▶ _EXERCISE REQUIREMENTS_
Copy each of the following entries word for word, keeping every line as it appears.

▶ _RECORDS_
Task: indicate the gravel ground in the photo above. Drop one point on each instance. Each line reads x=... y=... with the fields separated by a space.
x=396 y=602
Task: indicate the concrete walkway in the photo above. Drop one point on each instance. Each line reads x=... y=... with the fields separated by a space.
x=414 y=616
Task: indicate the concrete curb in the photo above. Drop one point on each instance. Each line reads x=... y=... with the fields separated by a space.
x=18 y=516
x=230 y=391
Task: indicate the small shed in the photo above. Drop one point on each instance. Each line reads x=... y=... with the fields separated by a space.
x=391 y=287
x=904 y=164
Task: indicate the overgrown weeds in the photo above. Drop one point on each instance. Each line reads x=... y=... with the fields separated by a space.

▶ _SOLUTION TO THIS EXERCISE_
Task: indicate the gravel ground in the photo above. Drop one point on each instance. Each line reads x=... y=... with the fields separated by a space.
x=396 y=602
Task: indicate the concrete walkway in the photo above. Drop one point on each instance. Each line reads x=... y=... with the fields separated by a space.
x=414 y=616
Task: indicate the concrete curb in the photo above. Drop one point on each instance. Each line reads x=... y=... with the fields separated by a space.
x=18 y=516
x=230 y=391
Task: indicate the small shed in the photo above. Drop one point on each instance. Each line reads x=... y=... with the fields separated by a space.
x=391 y=287
x=904 y=164
Task: indicate the overgrown weeds in the photo above. Drop one point on each instance. Each line reads x=... y=... with the fields separated by a space.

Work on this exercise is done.